(Attività richieste):
a – Rispondi alle domande seguenti sul brano relativo alla diffamazione a mezzo stampa:
(i) In che anno fu graziato il giornalista Sallusti?
(ii) Che numero ha il decreto legislativo del 2006 sulla punibilità disciplinare dei magistrati?
(iii) Di che cosa tratta il Dlgs n. 188 del 2021?
b – Scrivi il seguito del brano sulla diffamazione a mezzo stampa, riprendendo subito dopo la sua ultima frase.

(Brano citato):
>>>

Questi nel 2012 graziò il giornalista Sallusti, colpevole di diffamazione con sanzione detentiva ma senza sospensione condizionale della pena perché già utilizzata. Scontava pertanto la misura in modalità non detentiva in regime domiciliare, cioè a casa, ospitato. Il Presidente annullò la sanzione commutandola in pena pecuniaria, rincuorando così l’opinione sempre più diffusa che ritiene sufficiente il denaro per punire chi diffama a mezzo stampa danneggiando la reputazione del cittadino. Vi sono poi le leggi purtroppo inascoltate, inapplicate e dimenticate, come il dlgs n. 106 del 2006 che stabiliva la punibilità disciplinare dei magistrati che ledono i diritti altrui con “pubbliche dichiarazioni o interviste che riguardino i soggetti coinvolti negli affari in corso di trattazione, ovvero trattati e non definiti con provvedimento non soggetto a impugnazione ordinaria” (articolo 2, 1, lett. v). Sono comparsi all’orizzonte altri timidi ed inefficaci propositi, come quello sulla riforma delle intercettazioni telefoniche (Dlgs n. 216 del 2017), tentennante tra mantenere o limitare il segreto istruttorio. Si arriva così al messianico Dlgs n. 188 del 2021 sulla presunzione d’innocenza, applicativo di direttive comunitarie.

<<<

(Dati forniti):
>>>

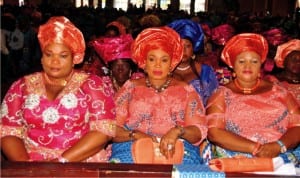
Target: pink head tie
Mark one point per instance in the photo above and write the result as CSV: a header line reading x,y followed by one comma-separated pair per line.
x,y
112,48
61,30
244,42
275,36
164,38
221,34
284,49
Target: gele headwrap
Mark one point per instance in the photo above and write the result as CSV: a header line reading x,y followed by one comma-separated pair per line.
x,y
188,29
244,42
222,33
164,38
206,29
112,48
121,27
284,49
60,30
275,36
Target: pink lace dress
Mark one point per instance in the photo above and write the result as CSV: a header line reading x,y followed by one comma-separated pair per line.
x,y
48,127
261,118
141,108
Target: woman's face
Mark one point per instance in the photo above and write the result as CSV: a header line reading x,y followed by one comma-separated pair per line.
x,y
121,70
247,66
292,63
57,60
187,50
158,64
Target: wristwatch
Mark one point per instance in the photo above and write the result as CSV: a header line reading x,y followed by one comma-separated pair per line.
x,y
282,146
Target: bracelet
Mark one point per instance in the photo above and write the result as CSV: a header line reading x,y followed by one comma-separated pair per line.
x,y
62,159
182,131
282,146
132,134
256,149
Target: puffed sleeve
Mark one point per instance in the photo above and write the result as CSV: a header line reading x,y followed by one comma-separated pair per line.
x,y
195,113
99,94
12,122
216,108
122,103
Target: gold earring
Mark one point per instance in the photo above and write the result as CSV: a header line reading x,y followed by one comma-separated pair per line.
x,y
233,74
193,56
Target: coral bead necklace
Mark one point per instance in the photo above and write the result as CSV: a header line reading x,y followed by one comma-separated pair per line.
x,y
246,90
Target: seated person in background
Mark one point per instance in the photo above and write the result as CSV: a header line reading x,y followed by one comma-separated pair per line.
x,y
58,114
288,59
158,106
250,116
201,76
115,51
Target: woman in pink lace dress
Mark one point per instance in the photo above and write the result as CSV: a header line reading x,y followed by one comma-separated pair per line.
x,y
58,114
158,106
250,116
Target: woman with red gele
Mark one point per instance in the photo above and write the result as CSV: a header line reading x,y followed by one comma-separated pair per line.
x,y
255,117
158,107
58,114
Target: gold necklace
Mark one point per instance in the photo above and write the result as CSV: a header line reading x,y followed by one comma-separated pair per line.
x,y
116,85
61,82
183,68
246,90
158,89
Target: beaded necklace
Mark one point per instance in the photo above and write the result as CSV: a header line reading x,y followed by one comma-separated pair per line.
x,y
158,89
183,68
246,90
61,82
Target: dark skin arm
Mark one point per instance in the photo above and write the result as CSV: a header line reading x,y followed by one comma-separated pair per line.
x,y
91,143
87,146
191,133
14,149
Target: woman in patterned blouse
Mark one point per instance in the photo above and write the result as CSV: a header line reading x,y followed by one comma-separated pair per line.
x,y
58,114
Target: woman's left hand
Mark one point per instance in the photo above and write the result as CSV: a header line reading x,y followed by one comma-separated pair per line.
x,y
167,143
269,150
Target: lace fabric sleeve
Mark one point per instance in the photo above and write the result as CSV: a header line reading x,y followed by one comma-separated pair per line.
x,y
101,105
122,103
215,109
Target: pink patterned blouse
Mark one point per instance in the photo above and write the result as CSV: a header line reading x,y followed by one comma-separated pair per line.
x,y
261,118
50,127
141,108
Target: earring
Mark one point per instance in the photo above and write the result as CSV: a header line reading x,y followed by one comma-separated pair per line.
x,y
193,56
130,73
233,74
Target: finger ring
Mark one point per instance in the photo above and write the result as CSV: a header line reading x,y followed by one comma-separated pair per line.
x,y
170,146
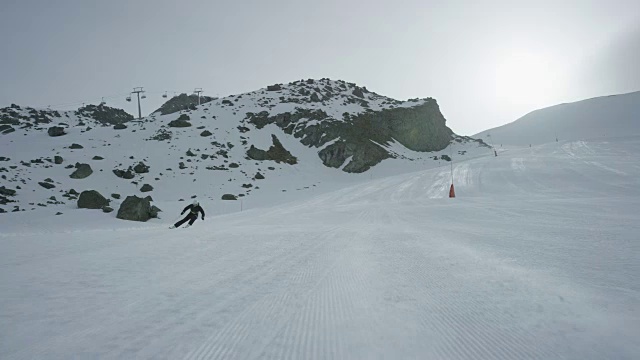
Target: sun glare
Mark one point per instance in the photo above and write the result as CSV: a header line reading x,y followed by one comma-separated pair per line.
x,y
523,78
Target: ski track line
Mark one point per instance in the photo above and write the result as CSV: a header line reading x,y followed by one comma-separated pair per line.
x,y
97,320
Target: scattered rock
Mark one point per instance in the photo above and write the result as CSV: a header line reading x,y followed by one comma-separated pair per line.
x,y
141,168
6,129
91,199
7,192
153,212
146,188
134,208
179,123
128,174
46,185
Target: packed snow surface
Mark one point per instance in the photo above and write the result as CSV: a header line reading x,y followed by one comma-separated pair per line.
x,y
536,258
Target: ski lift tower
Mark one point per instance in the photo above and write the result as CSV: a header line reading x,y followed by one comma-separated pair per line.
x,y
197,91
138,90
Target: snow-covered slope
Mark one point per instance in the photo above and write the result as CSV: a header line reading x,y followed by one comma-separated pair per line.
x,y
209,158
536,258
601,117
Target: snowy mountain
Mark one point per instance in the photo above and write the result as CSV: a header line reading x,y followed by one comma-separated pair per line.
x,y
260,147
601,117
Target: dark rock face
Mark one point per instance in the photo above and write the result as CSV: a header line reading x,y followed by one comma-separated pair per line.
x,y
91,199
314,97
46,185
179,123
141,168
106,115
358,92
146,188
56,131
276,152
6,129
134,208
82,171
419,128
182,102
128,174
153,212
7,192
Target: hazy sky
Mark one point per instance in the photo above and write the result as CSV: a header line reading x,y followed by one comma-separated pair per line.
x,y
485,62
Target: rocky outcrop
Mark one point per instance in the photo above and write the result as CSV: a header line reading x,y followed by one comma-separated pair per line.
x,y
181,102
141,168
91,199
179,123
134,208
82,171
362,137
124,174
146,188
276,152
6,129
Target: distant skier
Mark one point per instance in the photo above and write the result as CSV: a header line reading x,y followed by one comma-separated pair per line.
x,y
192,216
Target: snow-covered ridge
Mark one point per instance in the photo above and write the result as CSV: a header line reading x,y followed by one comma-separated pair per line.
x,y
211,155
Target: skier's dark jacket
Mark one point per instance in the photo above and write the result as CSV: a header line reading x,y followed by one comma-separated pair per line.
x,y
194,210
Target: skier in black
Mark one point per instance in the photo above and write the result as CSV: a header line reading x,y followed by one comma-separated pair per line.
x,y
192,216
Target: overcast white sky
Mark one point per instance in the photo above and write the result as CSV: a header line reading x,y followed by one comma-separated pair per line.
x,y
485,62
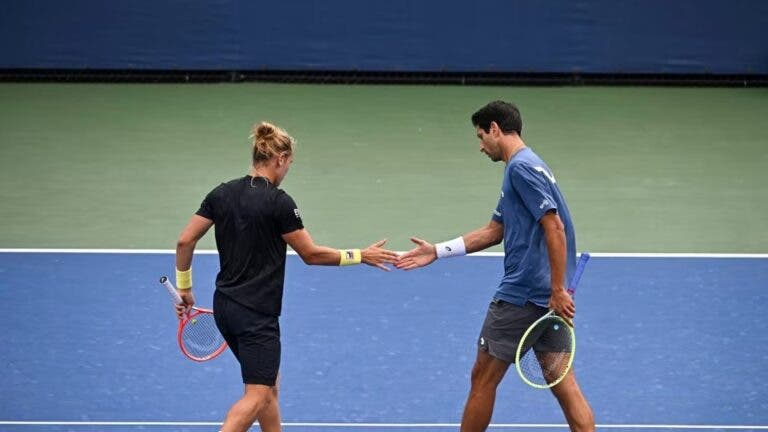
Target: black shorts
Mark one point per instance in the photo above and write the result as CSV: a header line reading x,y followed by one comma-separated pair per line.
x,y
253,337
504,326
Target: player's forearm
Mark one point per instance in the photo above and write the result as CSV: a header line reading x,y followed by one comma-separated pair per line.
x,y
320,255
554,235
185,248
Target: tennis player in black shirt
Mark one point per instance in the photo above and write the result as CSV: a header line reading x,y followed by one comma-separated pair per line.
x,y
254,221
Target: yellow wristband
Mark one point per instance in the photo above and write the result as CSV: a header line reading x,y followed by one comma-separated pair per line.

<<<

(Risposte ai compiti):
a –
(i) Nel 2012.
(ii) Il numero 106.
(iii) Della presunzione d'innocenza.

b –
Esso in realtà riguarda solo le autorità pubbliche (e quindi non i giornali e la TV), consente la conferenza stampa durante le istruttorie solo se autorizzate, prevede comunicati formali sempre soltanto se vagliati dal procuratore, non sfiora i processi mediatici. Presagi oscuri perché di scarso conforto si intravedono nelle reazioni di magistrati autorevoli a questa legge. Il PM vicario di Milano, Riccardo Targetti, è critico perché si instaurerebbe il rito delle ‘veline’ di pessima memoria. Mostra invece propensione a che i PM possano dire tutto su tutti, quando lo ritengano (Fatto quotidiano 24.2.2022). Avremmo preferito ricordarlo per la brillante produzione giallistica iniziata con La città dei segreti (Proedi editore 2005), come segnala anche il suo sofisticato sito intestato al ‘magistrato-scrittore’. Un mese dopo un esponente del CSM, il togato Giuseppe Cascini, censura la riforma anche per “l’estensione dell’illecito disciplinare alle violazioni delle disposizioni in materia di rapporti con la stampa”. Si finirebbe col sindacare “scelte di natura discrezionale che dovrebbero essere riservate al procuratore della Repubblica” (Il dubbio, 17.3.2022). Ovvio, e quasi banale, replicare che secondo le nuove norme non esiste (né esisteva prima) il diritto di danneggiare l’immagine di un presunto innocente. Neppure per un PM cui non spetta di decidere se distruggere la reputazione di un indagato.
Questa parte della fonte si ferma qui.